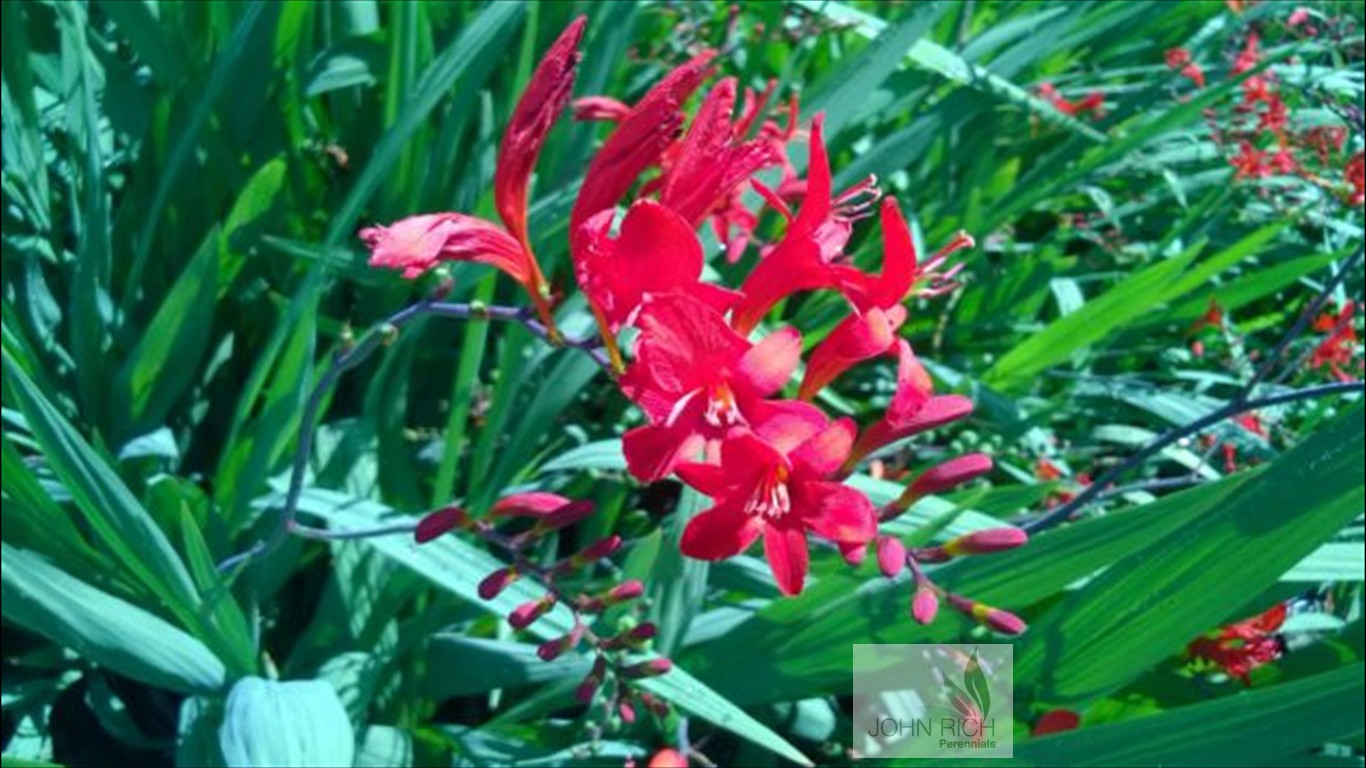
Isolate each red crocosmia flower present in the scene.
[1309,302,1358,381]
[361,16,586,328]
[660,78,776,227]
[574,200,735,332]
[799,198,973,399]
[1229,141,1272,179]
[731,115,876,333]
[1030,709,1082,737]
[846,339,973,470]
[1167,48,1205,87]
[1186,603,1285,685]
[620,294,802,481]
[571,96,631,123]
[1343,152,1366,205]
[679,402,877,594]
[570,51,716,253]
[1035,83,1105,118]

→ EXERCISE DESCRIPTION
Rewrite the listing above with "crocosmia" replaced by "montbretia", changing nothing else, and leave the pictures out.

→ FINISHED EXERCISE
Isolate each red montbretia flower present in the scene.
[1309,302,1358,381]
[361,16,586,328]
[660,78,776,227]
[574,200,735,332]
[799,198,973,399]
[1229,141,1272,179]
[731,115,876,333]
[1030,709,1082,737]
[846,339,973,470]
[1167,48,1205,87]
[1186,603,1285,685]
[620,294,802,481]
[571,96,631,123]
[1343,152,1366,205]
[679,402,877,594]
[570,51,716,253]
[1035,83,1105,118]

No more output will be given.